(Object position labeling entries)

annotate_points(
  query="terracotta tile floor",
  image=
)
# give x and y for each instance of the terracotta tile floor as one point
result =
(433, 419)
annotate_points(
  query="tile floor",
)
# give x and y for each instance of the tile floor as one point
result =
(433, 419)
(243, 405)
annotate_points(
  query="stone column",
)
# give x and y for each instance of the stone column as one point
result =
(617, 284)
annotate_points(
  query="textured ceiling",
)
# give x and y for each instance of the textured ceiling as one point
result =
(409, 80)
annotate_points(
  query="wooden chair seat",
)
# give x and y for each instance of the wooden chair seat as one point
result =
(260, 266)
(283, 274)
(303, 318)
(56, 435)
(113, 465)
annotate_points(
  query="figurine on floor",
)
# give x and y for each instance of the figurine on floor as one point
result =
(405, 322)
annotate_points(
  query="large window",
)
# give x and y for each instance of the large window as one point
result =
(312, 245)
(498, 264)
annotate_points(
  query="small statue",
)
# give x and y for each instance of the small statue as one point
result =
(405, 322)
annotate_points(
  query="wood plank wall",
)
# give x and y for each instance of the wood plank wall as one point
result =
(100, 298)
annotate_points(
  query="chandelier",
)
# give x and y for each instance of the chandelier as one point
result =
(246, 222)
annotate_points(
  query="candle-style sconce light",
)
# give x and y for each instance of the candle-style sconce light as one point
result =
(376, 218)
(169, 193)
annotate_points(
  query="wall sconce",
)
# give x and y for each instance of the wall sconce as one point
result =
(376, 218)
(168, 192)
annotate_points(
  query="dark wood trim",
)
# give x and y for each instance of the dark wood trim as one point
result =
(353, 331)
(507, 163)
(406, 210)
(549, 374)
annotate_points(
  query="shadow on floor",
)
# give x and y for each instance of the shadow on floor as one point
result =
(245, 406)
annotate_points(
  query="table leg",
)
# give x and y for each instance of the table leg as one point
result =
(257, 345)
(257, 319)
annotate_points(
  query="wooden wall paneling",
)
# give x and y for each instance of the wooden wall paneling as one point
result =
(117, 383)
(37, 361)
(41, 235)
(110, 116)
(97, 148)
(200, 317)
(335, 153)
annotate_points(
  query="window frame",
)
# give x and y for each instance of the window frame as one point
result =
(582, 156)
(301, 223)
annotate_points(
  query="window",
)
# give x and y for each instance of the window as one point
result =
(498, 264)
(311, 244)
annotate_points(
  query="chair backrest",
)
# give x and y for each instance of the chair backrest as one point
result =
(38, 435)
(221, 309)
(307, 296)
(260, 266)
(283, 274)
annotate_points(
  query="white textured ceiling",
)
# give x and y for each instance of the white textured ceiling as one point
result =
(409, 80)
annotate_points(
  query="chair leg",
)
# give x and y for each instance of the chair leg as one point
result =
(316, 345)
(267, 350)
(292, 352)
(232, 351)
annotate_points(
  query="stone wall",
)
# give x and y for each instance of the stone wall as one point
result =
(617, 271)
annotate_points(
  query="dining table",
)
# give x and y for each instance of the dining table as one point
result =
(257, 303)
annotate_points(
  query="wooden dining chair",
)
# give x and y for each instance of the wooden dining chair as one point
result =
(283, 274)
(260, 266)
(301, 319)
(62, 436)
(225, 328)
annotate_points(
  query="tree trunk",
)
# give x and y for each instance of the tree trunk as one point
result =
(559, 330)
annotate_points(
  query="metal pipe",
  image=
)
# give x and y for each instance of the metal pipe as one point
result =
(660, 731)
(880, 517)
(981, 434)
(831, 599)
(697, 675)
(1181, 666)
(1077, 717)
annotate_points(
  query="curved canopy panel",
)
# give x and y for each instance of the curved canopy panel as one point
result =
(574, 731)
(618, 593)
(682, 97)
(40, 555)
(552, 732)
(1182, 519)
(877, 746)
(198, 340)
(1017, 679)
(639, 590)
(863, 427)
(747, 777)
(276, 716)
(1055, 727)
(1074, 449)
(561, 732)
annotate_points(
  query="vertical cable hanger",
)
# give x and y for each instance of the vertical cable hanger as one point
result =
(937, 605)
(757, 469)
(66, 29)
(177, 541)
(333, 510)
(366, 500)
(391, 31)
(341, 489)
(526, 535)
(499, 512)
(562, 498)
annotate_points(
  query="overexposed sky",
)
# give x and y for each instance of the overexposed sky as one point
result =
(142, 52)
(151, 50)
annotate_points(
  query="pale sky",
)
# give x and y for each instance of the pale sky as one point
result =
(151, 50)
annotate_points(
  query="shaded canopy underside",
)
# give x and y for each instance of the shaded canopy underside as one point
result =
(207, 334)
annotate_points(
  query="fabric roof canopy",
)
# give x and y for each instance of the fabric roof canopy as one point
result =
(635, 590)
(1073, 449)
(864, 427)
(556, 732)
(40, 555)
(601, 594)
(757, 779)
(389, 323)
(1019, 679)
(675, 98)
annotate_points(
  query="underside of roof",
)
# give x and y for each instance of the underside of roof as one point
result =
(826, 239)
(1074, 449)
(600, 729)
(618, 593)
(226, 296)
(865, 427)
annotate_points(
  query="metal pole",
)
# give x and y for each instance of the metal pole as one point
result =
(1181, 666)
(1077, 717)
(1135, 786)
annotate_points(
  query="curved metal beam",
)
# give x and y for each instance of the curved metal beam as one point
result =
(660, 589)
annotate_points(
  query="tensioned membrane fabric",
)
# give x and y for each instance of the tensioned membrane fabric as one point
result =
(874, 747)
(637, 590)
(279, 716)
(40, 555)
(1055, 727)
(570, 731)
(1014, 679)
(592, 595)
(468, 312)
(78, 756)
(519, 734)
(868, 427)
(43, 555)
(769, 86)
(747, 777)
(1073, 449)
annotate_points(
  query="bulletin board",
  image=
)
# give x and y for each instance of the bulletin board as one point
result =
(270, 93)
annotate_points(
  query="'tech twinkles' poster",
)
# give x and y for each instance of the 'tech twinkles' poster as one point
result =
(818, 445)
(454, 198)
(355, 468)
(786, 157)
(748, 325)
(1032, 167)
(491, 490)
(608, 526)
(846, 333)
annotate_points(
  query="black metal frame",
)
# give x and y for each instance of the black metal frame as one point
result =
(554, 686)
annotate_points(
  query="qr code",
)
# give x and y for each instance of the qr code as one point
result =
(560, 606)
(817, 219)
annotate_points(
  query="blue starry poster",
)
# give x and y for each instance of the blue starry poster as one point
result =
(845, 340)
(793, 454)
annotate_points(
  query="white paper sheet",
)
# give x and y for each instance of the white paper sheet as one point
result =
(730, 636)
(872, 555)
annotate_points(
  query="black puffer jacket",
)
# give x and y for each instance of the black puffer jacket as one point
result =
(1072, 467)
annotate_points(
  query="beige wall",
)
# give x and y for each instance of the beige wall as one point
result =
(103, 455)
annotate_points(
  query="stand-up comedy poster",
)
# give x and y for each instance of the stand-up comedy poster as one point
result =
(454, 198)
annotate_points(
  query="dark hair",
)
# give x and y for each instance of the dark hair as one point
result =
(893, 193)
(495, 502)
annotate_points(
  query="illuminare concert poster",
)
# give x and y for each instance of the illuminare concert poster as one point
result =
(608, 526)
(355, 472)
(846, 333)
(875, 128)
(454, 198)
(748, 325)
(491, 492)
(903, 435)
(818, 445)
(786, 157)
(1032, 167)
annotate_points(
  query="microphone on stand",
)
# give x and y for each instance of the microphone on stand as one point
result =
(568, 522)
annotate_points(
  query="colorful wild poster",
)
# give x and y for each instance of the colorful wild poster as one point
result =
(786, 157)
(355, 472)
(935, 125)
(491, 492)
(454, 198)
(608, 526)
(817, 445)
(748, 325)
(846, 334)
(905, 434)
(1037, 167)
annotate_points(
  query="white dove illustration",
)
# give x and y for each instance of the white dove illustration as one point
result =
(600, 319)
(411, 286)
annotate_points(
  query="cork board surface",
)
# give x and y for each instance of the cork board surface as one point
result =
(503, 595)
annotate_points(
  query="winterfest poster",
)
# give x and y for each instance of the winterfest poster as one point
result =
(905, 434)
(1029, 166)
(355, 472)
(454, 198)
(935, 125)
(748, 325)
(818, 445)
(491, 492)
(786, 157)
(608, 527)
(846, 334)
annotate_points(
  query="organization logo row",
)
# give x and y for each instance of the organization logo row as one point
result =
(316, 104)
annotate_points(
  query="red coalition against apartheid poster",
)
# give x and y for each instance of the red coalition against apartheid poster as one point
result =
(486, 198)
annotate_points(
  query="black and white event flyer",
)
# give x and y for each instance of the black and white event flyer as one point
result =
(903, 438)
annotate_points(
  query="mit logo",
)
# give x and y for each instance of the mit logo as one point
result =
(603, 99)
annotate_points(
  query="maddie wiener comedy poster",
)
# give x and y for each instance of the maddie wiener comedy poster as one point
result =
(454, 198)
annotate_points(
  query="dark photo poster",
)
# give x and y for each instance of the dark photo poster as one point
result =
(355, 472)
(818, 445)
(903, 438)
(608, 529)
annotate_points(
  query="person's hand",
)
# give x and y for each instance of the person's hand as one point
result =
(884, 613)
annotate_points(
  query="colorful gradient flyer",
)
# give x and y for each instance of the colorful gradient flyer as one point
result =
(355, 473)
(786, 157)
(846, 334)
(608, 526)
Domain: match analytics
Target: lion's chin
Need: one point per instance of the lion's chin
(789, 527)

• _Instruction_: From the line that contains "Domain: match analytics" down to the last line of the listing above, repeat each line exactly, and include nothing else.

• _Exercise output_:
Domain: match analytics
Target: lion's chin
Need: one point per instance of the lion's chin
(789, 527)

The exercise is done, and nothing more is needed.